> **What you will do**
Turn every line of the records below into a numbered list, skipping blank lines and leaving out the pictures.

> **Records for the task**
..........
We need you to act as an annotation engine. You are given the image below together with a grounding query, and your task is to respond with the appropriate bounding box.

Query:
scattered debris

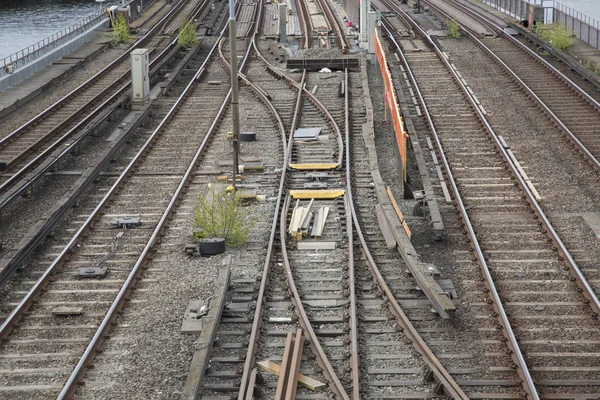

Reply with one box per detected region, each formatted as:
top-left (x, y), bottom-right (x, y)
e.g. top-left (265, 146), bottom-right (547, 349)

top-left (256, 360), bottom-right (327, 390)
top-left (180, 297), bottom-right (212, 334)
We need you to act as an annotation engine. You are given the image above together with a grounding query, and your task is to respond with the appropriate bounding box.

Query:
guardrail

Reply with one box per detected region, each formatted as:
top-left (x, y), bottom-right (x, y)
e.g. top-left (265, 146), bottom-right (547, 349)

top-left (553, 1), bottom-right (600, 49)
top-left (0, 10), bottom-right (108, 76)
..........
> **Complete output**
1. We need you to act as an annotation engine. You are given the image below together with a grounding query, and your task is to respond with the appropriate bounding box.
2. Query:
3. scattered debris
4. Reply with one box per detected region, each formatted as:
5. top-left (x, y), bottom-right (x, y)
6. e.g. top-left (265, 146), bottom-right (547, 349)
7. top-left (256, 360), bottom-right (327, 390)
8. top-left (180, 297), bottom-right (212, 334)
9. We need you to act as an annotation engine. You are given the image above together with a grounding query, and your task is to respond with the appropriate bounding box.
10. Query:
11. guardrail
12. Reply with one box per detected region, each formatted as:
13. top-left (x, y), bottom-right (x, y)
14. e.g. top-left (265, 146), bottom-right (547, 349)
15. top-left (553, 1), bottom-right (600, 49)
16. top-left (0, 10), bottom-right (108, 76)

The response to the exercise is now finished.